▸ **Short exercise**: Count the lines in the rows below that contain the string "hardtop", matching case exactly, and reply with the number only.

Dataset excerpts on object pointing:
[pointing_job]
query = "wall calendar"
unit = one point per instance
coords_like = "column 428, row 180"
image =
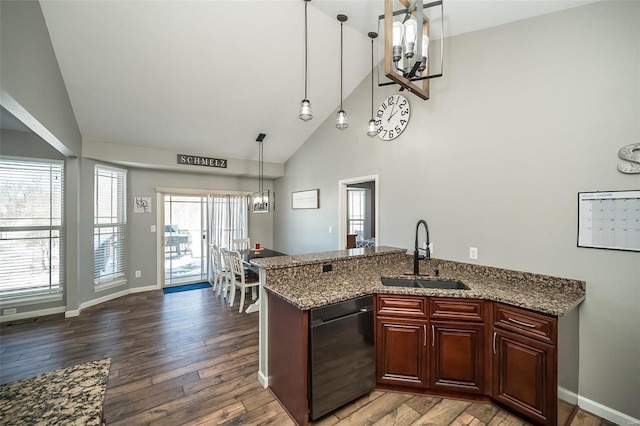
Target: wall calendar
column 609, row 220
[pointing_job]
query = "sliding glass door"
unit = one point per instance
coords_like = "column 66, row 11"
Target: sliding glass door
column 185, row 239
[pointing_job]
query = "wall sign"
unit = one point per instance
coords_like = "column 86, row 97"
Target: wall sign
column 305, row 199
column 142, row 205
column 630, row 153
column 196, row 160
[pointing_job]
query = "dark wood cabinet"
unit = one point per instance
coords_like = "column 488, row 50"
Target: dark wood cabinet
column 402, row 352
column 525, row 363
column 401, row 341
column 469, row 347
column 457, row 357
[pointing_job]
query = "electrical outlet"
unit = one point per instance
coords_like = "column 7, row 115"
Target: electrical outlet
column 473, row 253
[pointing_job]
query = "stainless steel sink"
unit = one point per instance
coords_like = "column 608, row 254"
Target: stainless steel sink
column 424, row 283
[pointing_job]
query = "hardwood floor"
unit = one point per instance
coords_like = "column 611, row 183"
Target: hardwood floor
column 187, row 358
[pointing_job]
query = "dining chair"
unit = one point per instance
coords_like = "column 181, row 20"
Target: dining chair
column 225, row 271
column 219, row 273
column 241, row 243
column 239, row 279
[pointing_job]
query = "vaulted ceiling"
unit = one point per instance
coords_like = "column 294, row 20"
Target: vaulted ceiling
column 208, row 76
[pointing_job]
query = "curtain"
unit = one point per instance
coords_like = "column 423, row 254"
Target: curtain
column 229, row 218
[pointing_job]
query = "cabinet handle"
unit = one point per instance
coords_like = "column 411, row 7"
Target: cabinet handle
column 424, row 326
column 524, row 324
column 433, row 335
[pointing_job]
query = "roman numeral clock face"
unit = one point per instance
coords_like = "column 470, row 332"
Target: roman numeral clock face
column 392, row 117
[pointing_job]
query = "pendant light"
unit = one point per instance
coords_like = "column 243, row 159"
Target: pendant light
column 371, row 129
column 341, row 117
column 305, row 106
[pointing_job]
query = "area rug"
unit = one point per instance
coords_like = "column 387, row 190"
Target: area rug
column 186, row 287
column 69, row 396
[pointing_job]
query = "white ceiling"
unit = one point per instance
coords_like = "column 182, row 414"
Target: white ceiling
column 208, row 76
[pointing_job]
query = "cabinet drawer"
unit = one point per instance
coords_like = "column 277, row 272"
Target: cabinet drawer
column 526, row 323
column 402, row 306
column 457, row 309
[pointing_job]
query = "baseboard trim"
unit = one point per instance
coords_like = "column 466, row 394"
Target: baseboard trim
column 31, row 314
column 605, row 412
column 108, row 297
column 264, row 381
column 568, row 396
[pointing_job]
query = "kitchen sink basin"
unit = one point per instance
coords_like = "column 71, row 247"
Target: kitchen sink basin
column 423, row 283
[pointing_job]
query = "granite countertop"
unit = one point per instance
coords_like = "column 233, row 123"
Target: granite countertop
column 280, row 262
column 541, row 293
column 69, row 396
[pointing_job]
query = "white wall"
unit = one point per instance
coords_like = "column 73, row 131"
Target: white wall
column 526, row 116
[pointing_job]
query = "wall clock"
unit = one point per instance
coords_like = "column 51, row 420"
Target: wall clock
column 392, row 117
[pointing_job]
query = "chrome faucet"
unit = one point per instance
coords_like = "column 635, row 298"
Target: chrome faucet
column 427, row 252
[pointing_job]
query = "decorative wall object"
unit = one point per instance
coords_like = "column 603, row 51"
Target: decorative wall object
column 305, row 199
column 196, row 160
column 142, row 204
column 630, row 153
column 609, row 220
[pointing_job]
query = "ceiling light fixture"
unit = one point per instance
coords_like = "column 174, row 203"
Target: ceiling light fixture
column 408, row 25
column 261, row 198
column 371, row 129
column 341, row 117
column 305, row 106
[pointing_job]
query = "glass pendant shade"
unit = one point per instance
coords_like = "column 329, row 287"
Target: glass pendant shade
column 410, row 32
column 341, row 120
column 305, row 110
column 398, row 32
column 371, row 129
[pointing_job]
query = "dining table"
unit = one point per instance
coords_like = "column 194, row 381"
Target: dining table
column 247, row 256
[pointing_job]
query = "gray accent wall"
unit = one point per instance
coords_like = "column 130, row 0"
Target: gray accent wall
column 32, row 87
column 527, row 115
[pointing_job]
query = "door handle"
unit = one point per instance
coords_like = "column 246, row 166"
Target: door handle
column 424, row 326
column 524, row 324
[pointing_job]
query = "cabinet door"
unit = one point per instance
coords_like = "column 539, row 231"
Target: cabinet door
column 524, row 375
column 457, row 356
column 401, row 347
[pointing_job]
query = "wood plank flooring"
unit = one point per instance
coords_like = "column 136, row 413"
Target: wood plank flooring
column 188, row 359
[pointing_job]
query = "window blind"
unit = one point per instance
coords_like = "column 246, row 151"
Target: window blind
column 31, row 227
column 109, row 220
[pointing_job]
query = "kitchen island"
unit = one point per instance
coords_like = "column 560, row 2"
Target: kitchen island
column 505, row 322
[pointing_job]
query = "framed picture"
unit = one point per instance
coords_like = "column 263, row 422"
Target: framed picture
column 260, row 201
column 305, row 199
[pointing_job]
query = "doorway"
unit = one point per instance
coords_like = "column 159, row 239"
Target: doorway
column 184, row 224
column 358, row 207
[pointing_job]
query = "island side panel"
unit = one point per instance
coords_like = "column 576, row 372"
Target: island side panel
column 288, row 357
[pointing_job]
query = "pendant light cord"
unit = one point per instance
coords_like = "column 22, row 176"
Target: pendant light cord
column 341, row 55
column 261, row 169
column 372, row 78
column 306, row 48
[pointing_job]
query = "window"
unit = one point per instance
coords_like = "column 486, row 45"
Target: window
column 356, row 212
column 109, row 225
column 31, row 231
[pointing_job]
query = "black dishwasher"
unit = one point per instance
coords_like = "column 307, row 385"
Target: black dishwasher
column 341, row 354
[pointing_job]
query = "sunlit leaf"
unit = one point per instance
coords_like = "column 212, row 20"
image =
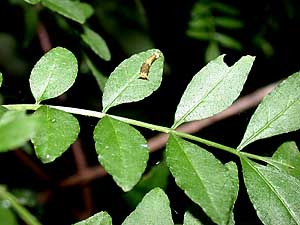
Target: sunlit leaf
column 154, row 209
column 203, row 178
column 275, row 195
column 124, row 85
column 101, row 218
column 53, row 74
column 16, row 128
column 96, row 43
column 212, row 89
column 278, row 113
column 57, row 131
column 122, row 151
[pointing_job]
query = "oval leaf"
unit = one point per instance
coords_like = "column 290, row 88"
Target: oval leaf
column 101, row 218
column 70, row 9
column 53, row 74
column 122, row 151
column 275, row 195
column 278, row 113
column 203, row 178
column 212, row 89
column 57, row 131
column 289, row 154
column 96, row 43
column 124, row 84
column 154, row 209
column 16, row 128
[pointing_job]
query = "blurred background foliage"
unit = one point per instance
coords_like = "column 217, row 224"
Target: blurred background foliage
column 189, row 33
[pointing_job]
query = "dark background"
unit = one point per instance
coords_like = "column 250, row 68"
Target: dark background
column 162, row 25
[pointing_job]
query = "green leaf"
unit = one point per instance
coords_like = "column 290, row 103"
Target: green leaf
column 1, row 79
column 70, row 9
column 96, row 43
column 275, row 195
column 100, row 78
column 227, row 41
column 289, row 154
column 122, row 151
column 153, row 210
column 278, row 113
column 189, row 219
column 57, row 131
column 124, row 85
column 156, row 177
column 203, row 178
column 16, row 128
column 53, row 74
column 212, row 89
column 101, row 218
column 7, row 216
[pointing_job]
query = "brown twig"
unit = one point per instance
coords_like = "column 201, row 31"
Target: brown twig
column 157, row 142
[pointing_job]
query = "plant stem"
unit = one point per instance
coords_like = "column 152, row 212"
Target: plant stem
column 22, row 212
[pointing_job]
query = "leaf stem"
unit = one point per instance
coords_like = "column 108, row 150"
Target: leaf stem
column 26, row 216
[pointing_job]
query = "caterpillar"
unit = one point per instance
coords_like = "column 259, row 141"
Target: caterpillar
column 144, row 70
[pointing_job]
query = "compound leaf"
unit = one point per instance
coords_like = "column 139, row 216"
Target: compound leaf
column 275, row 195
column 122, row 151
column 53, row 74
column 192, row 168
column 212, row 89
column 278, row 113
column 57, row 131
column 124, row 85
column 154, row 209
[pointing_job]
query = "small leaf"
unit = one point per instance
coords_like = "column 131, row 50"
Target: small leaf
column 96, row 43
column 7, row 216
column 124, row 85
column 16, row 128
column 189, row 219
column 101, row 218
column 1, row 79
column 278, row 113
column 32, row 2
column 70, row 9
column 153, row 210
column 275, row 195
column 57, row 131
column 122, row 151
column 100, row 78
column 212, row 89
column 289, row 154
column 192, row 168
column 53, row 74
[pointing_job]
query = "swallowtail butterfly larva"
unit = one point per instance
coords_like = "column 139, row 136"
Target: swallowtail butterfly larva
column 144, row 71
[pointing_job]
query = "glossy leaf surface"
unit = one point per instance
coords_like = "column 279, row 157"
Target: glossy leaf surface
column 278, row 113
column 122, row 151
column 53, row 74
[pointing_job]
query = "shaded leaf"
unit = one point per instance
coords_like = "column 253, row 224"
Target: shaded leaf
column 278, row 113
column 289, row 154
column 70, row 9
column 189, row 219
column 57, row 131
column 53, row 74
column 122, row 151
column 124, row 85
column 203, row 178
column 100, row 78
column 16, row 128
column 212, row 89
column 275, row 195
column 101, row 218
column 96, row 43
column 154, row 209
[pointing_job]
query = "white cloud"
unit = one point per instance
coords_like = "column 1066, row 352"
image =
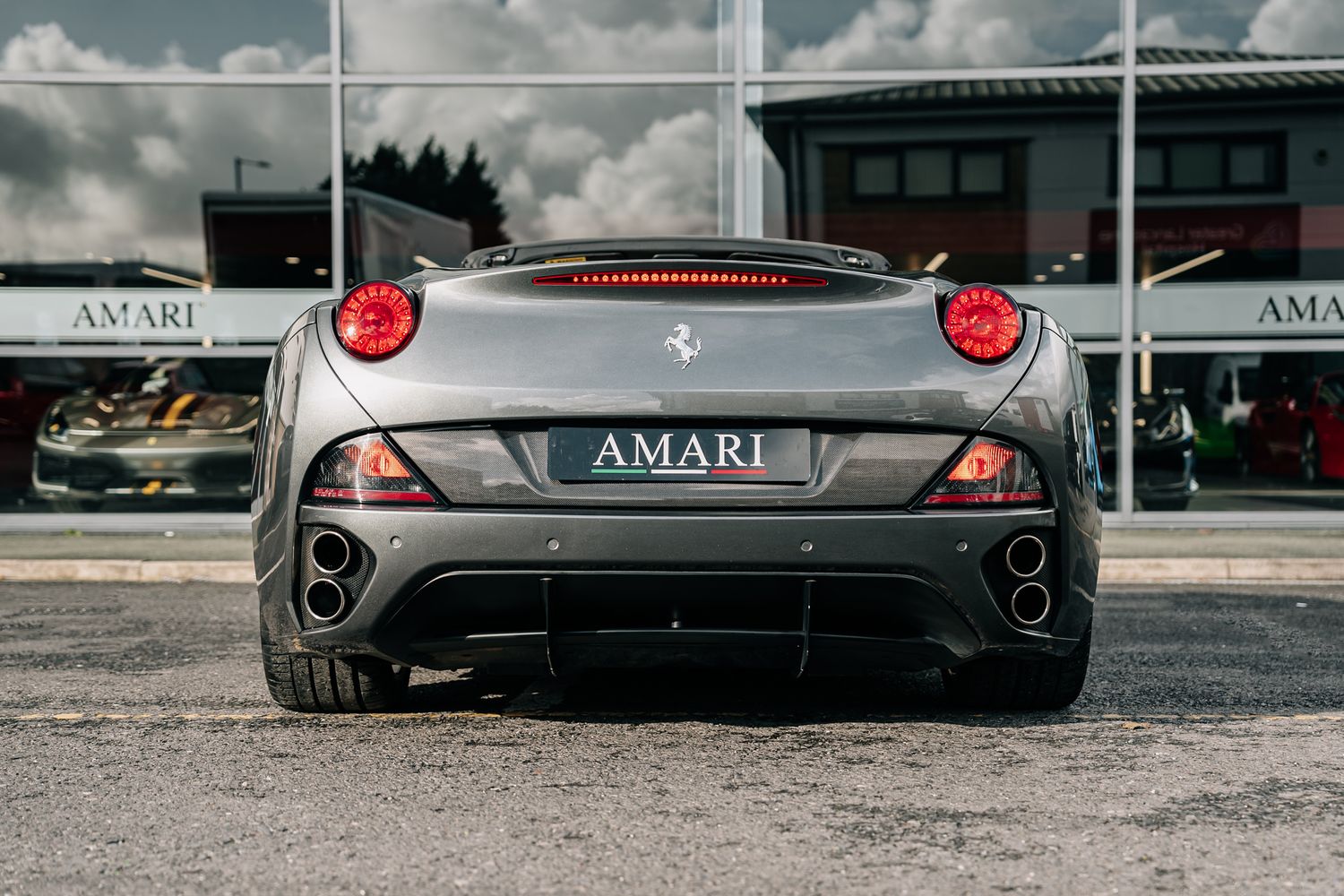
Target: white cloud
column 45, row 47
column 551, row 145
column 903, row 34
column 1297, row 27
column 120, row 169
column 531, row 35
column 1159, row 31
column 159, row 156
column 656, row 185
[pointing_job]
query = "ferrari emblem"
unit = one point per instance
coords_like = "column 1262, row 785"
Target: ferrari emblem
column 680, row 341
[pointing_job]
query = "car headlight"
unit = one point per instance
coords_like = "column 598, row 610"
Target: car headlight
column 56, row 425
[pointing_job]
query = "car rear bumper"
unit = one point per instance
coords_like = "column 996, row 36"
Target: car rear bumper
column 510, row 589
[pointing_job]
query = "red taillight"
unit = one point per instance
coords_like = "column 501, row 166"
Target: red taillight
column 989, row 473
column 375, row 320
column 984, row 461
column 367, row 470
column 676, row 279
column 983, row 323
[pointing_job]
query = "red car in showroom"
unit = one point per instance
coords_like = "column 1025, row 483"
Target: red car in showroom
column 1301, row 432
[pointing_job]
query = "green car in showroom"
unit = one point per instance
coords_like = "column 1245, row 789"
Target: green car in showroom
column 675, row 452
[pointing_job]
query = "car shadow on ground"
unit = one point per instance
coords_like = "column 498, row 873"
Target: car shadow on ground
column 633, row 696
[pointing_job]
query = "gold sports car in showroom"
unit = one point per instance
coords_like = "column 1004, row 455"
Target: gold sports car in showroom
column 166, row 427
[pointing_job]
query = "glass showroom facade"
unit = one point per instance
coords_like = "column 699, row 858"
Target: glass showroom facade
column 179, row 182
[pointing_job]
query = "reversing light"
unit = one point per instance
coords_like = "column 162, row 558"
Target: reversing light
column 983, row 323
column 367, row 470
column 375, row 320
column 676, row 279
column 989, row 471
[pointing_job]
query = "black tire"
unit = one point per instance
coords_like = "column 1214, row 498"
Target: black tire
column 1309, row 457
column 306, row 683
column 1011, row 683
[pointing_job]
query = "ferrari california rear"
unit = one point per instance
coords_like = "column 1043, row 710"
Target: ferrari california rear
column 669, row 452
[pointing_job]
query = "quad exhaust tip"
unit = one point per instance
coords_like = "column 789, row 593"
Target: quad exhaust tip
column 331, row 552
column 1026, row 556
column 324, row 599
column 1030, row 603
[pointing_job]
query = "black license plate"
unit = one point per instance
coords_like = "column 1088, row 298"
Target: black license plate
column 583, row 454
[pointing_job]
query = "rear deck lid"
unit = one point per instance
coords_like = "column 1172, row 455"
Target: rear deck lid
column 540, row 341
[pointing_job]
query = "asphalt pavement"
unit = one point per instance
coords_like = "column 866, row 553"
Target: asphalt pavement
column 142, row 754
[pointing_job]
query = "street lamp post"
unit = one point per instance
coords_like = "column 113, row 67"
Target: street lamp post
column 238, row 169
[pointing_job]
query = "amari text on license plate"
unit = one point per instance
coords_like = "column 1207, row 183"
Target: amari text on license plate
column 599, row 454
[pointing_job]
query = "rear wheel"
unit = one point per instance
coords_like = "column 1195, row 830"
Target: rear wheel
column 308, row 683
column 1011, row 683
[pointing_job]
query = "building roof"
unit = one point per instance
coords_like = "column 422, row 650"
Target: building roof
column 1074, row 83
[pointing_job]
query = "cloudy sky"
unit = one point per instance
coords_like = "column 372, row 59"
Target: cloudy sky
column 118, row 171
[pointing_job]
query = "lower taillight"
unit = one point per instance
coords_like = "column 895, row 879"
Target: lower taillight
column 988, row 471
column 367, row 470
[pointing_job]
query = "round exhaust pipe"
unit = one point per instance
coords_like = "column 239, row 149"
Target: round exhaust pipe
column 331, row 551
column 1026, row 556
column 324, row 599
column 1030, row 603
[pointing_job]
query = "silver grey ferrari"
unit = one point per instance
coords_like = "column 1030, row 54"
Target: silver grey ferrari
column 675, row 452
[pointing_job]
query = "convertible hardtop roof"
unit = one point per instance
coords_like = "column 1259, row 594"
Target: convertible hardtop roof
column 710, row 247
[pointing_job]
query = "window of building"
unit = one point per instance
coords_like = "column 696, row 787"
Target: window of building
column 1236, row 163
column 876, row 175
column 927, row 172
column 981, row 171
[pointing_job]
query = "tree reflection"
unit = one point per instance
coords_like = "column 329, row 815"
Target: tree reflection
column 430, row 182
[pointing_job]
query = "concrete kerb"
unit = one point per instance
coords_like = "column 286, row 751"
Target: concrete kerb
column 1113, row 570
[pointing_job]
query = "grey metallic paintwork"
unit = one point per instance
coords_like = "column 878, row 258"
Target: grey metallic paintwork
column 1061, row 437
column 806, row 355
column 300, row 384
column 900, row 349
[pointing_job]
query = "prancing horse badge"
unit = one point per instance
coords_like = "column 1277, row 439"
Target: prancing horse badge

▸ **Finished task**: 2